- [Written instruction]:
Begin at the line that has "Now your task is to locate the purple" and stop after the line that has "[0,15,100,100]", writing out those items again, requests included, with every bounding-box coordinate in the answers multiplied by 0.5 and rounded to a whole number, halves rounded up. Keep the requests unchanged.

- [Data to process]:
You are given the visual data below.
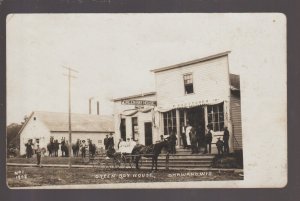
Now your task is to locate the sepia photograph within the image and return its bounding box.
[6,13,287,189]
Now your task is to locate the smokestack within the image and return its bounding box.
[89,99,92,114]
[89,97,94,114]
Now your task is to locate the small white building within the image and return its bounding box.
[113,52,242,152]
[19,112,114,155]
[113,92,158,145]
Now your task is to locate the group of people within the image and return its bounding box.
[168,124,229,154]
[25,139,45,166]
[104,133,115,150]
[216,127,229,155]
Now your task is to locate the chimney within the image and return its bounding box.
[89,97,94,114]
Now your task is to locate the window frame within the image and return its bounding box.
[131,117,139,140]
[163,110,176,135]
[182,72,195,95]
[207,102,225,132]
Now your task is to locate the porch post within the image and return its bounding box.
[176,109,181,147]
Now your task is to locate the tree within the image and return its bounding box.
[6,123,22,149]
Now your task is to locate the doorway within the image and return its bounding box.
[186,106,205,138]
[145,122,153,146]
[120,119,126,141]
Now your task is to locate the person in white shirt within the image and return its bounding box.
[185,123,192,148]
[129,138,136,153]
[119,138,126,153]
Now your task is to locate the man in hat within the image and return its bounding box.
[223,127,229,154]
[104,135,108,150]
[108,133,115,147]
[80,140,87,158]
[169,128,177,154]
[216,137,224,155]
[35,144,42,167]
[204,125,212,154]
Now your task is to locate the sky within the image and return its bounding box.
[7,14,285,124]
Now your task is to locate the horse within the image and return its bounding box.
[60,139,69,157]
[47,142,54,157]
[89,140,96,157]
[72,140,80,157]
[131,139,169,170]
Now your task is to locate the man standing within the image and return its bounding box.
[170,129,177,154]
[216,137,224,156]
[25,139,33,158]
[223,127,229,154]
[196,125,204,152]
[81,140,87,158]
[108,133,115,147]
[204,125,212,154]
[35,144,42,167]
[181,124,187,149]
[104,135,108,150]
[190,128,198,154]
[185,123,192,148]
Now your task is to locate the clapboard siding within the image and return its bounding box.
[230,94,243,150]
[114,94,159,144]
[155,56,230,108]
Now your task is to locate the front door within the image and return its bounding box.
[145,122,153,146]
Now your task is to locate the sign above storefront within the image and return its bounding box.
[121,100,156,106]
[173,99,223,108]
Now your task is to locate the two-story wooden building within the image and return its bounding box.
[114,52,242,151]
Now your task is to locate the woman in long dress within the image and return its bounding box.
[185,124,192,148]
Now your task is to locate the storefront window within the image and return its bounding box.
[207,103,224,131]
[164,110,176,135]
[183,73,194,94]
[132,117,139,140]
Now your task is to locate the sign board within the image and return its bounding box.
[121,100,156,106]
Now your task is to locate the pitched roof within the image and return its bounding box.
[151,51,230,73]
[23,111,114,132]
[112,92,156,102]
[230,74,240,90]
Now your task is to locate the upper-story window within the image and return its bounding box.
[183,73,194,94]
[207,103,224,131]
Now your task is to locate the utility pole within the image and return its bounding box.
[63,66,78,168]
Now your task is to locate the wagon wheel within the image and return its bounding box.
[120,155,127,169]
[112,157,122,169]
[125,155,132,169]
[103,157,112,169]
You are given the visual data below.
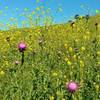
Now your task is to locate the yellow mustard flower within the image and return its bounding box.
[81,47,85,51]
[97,51,100,55]
[69,47,73,52]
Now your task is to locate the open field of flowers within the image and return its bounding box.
[0,10,100,100]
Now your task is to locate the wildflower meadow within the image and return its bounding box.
[0,0,100,100]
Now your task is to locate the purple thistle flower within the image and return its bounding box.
[18,42,27,52]
[15,61,19,65]
[67,81,79,93]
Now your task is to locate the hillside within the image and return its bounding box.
[0,15,100,100]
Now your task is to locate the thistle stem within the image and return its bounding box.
[21,52,24,65]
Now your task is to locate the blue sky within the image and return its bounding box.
[0,0,100,29]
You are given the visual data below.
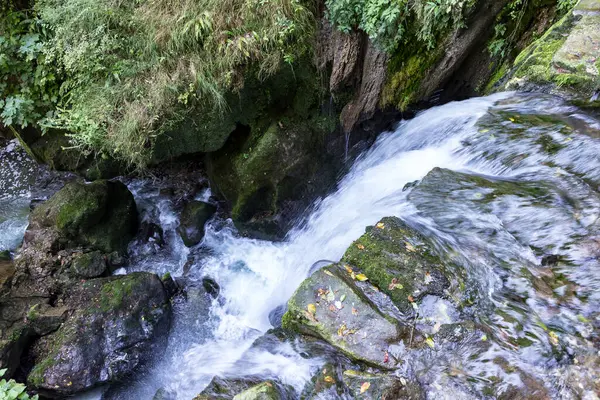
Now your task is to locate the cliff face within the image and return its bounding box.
[504,0,600,106]
[14,0,576,236]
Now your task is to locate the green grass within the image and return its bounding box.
[15,0,315,166]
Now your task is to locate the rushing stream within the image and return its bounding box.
[0,93,600,399]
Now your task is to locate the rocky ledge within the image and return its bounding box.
[0,181,175,398]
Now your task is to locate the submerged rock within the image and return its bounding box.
[282,265,400,368]
[28,273,171,397]
[25,181,138,253]
[71,251,107,279]
[177,201,217,247]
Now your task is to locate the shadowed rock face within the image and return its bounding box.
[177,201,217,247]
[28,273,171,397]
[0,181,174,398]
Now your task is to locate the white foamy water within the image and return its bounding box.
[77,93,600,399]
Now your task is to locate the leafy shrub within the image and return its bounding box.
[0,369,38,400]
[0,4,59,127]
[488,0,578,58]
[326,0,476,52]
[0,0,315,166]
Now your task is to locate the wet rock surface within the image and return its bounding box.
[506,0,600,106]
[177,201,217,247]
[0,177,174,398]
[283,218,474,369]
[28,273,171,396]
[282,266,400,368]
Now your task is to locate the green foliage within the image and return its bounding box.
[0,4,59,127]
[0,0,315,166]
[556,0,578,13]
[488,0,578,59]
[326,0,476,52]
[0,369,38,400]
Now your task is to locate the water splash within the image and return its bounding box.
[94,93,600,399]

- [Task output]:
Now your task is to locate the purple thistle flower within the image and return its bounding box.
[9,21,14,26]
[8,31,10,33]
[34,41,40,47]
Now your task is to locate the hillside within the image and return its bounding box.
[0,8,50,50]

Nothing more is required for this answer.